> _WORK TO BE COMPLETED_: Each entry below is to be duplicated verbatim.

━━━━━━━━━━━━━━━━

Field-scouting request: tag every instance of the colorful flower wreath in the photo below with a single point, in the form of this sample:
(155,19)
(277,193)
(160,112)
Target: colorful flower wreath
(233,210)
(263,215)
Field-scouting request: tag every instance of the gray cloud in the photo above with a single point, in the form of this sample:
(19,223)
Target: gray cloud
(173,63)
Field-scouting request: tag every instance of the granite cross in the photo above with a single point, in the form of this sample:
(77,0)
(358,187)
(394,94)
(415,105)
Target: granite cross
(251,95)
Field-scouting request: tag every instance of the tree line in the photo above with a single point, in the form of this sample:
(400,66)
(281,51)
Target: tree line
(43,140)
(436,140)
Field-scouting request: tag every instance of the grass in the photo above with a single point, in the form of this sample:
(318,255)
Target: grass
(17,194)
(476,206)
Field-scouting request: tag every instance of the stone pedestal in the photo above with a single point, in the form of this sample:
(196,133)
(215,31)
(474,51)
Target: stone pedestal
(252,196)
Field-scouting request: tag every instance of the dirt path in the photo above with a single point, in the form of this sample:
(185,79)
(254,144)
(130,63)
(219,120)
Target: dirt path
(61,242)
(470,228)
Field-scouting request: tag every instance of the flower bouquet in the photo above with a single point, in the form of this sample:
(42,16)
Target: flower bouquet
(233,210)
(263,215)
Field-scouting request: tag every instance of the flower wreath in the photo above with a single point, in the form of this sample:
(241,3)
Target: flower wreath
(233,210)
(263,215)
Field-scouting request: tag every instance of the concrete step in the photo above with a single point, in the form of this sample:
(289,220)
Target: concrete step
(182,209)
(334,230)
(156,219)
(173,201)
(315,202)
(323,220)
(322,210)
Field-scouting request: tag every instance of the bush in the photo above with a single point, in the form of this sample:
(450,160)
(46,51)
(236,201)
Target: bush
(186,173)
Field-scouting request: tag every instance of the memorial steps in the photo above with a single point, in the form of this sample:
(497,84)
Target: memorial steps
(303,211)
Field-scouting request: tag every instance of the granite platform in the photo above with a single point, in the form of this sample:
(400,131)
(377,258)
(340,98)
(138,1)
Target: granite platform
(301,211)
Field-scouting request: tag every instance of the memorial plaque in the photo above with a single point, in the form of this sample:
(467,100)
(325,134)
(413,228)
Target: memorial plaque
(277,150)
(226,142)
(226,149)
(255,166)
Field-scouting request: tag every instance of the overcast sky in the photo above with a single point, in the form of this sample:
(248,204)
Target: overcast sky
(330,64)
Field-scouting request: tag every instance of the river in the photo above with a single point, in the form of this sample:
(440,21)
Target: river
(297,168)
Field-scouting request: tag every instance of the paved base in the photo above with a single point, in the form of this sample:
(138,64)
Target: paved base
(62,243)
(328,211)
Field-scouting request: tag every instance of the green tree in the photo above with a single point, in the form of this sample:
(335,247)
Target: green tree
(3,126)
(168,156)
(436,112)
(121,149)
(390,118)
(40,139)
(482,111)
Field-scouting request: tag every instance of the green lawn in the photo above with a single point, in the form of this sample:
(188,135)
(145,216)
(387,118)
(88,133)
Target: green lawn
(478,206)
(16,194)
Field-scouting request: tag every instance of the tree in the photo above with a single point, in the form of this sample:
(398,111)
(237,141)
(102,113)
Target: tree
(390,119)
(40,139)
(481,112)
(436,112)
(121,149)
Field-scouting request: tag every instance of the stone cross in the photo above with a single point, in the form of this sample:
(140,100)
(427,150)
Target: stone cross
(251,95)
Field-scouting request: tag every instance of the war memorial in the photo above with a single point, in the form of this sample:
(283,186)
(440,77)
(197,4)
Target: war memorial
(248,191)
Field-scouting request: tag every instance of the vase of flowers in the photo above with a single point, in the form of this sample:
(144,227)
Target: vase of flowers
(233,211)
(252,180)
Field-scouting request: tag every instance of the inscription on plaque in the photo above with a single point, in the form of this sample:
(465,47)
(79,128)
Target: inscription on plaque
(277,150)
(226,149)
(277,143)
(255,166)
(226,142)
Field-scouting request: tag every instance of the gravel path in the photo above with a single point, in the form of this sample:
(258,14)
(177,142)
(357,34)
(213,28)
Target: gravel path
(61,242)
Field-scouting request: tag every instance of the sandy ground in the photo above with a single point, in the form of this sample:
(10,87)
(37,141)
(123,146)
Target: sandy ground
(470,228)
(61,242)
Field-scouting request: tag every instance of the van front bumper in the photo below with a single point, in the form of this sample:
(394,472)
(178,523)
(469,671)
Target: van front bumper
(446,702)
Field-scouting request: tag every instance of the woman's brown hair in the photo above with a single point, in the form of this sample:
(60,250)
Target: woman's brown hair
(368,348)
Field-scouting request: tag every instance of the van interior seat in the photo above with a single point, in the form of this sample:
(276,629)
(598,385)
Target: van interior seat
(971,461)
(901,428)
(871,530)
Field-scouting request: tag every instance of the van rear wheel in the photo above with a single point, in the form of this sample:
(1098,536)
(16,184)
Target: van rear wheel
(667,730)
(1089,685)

━━━━━━━━━━━━━━━━

> _RESULT OF THIS EXERCISE_:
Field-scouting request: tag every instance of the colorful flower wreath in the photo below with a single point, in the form of this sample:
(155,19)
(277,193)
(160,112)
Target: colorful flower wreath
(233,210)
(263,215)
Field-scouting request: tag every instance of the gray cloud in the photo above with a single point, in the form of this sample:
(19,223)
Target: gray cloud
(173,63)
Field-scouting request: tag every instance of the granite cross in the photo above with a single point, in the form of this sample:
(77,0)
(358,187)
(394,94)
(415,105)
Target: granite cross
(251,95)
Field-scouting request: tag every instance of the tree line in the photo above with a single point, in the form of this sample:
(400,66)
(281,51)
Target: tree line
(43,140)
(436,140)
Field-scouting request: tag every instance of the grass in the photo above with a single point, in the form of this sample:
(318,255)
Target: grass
(17,194)
(476,206)
Field-scouting request: tag every instance of the stone pedestal in the photo above with a single point, in the form of this sample:
(196,133)
(215,31)
(474,51)
Target: stone pedestal
(252,196)
Field-scouting request: tag every instance of the dirt path in the photo above with a single point, in the form of this sample:
(185,79)
(254,144)
(130,63)
(219,120)
Target: dirt path
(61,242)
(470,228)
Field-scouting request: tag every instance of the flower bouquet in the photo above with a single point, in the form of this sample:
(42,16)
Target: flower bouquet
(233,210)
(263,215)
Field-scouting request: tag every instance of the flower wreath in the photo above with a single point, in the form of this sample:
(241,3)
Target: flower wreath
(233,210)
(263,215)
Field-scouting request: tag every instance of the concrete step in the photo above with a single point, in the form of this sample:
(289,220)
Target: concrete step
(182,209)
(334,230)
(156,219)
(173,201)
(315,202)
(323,220)
(322,210)
Field-scouting request: tag every instance of the bush in the photo above with a single point, in the form of this sample:
(450,160)
(46,51)
(236,201)
Target: bush
(186,173)
Field-scouting request: tag every instance of the memorial steps in the photo above with a single point, in the form of this sample:
(497,84)
Target: memorial steps
(303,211)
Field-scouting request: tag every instance of the granite platform in the photo above with a single point, in the form of this sample:
(400,131)
(377,258)
(340,98)
(138,1)
Target: granite platform
(301,211)
Field-scouting request: tag every instance of the memorial plaque in the photo above with a single point, in the form of this sample:
(467,100)
(325,134)
(413,228)
Target: memorial plaque
(277,150)
(226,142)
(226,149)
(255,166)
Field-scouting request: tag every instance of the overcast sky in the photo above with a single point, in the form of this sample:
(248,204)
Target: overcast sky
(330,64)
Field-scouting request: tag every instance of the river in the photo above with a single point, in the form of this sample:
(440,21)
Target: river
(297,168)
Field-scouting request: tag every instance of the paved base in the photo above with a single point, in the form of this sample:
(138,64)
Target: paved base
(62,243)
(328,211)
Field-scouting request: tag every instance of the green tree in the photo above with a single point, in the form of this sample:
(335,247)
Target: green tree
(3,126)
(168,156)
(436,112)
(121,149)
(390,118)
(40,139)
(482,111)
Field-scouting request: tag every instance of the green lawn in the photo above with a single point, in the form of this sample:
(188,135)
(145,216)
(387,118)
(88,133)
Target: green lawn
(478,206)
(16,194)
Field-scouting request: tag every instance of the tree in the photo above with a single point, in the form of this sample:
(398,111)
(237,141)
(102,113)
Target: tree
(390,119)
(40,139)
(481,112)
(436,112)
(121,149)
Field-scouting request: tag every instance of the stone cross in the photo above with a single point, in the form of this sample:
(140,100)
(427,150)
Target: stone cross
(251,95)
Field-scouting request: tag every instance of the war memorial in the photo above with a single point, in the form of this sample:
(283,186)
(440,77)
(197,4)
Target: war memorial
(248,191)
Field-scouting request: tag every instance of the vase of flowers in the photo above with a single point, in the form of this sample:
(144,227)
Target: vase of flowers
(233,211)
(252,180)
Field-scouting request: tag every instance of the inscription on plaque in the photo above with a single point, in the form of this sample:
(465,47)
(79,128)
Target: inscription on plaque
(277,150)
(226,149)
(277,143)
(255,166)
(226,142)
Field-scouting request: tag every instance of the gravel path in the photo above with a single point, in the form of this sample:
(258,14)
(177,142)
(357,34)
(213,28)
Target: gravel path
(61,242)
Field-scouting request: tag every instance of the sandy ground in the photo above with a single point, in the form of this sample:
(10,87)
(37,141)
(123,146)
Target: sandy ground
(470,228)
(61,242)
Field-scouting request: tag every instance of the van front bumper in the photo below with a single point, in the form of this sample:
(394,472)
(178,523)
(469,671)
Target: van front bumper
(446,702)
Field-scouting request: tag every instance of the woman's brown hair in the photo above with a single point, in the form of this sample:
(60,250)
Target: woman's brown hair
(368,348)
Field-scouting request: tag every instance of the van interior seat in the photo above with a single point, in the form of this sample:
(276,629)
(598,385)
Target: van interior seat
(971,461)
(901,428)
(871,530)
Field-scouting request: tag every instance of the van rear wheel in the photo above with a single point, in the form of this sample:
(1098,536)
(16,184)
Target: van rear wheel
(667,730)
(1089,685)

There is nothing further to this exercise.